Records for the task>
Start of Block
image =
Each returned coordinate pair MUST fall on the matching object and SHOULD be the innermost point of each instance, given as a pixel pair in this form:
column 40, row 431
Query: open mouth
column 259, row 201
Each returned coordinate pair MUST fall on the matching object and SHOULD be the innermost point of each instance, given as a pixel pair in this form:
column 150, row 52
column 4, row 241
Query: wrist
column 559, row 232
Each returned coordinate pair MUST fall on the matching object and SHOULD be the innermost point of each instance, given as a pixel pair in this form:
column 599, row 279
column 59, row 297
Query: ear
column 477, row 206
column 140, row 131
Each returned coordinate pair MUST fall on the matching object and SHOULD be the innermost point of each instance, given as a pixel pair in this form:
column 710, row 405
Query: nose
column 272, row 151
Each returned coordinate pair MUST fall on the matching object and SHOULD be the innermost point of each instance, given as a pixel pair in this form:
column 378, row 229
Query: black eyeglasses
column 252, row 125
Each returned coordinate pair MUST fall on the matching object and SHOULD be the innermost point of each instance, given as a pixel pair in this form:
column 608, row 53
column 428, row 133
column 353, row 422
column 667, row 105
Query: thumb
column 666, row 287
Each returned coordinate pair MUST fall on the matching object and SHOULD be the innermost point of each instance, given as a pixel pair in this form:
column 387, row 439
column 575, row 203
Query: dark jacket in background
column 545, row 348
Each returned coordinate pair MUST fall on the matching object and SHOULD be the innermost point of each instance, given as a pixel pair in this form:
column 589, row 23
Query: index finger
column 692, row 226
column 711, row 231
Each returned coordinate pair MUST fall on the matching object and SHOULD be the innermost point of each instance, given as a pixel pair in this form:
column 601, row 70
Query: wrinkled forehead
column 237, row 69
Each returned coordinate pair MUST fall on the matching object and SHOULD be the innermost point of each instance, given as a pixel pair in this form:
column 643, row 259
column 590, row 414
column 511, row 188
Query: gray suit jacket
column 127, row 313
End of Block
Your task is to write out, exactly, the line that contains "column 589, row 23" and each line after it to the end of the data, with no other lines.

Exercise output>
column 589, row 23
Query: index finger
column 692, row 226
column 711, row 231
Each returned coordinate pair MUST fall on the matching object and SHOULD be the innermost point of each instance, given as a pixel pair in this form:
column 601, row 70
Query: wrinkled forehead
column 237, row 69
Each returned coordinate pair MUST fall on the matching object and SHOULD be the innermost point of each instance, given as a pixel pair in this form:
column 643, row 259
column 590, row 414
column 511, row 188
Query: gray suit jacket
column 127, row 313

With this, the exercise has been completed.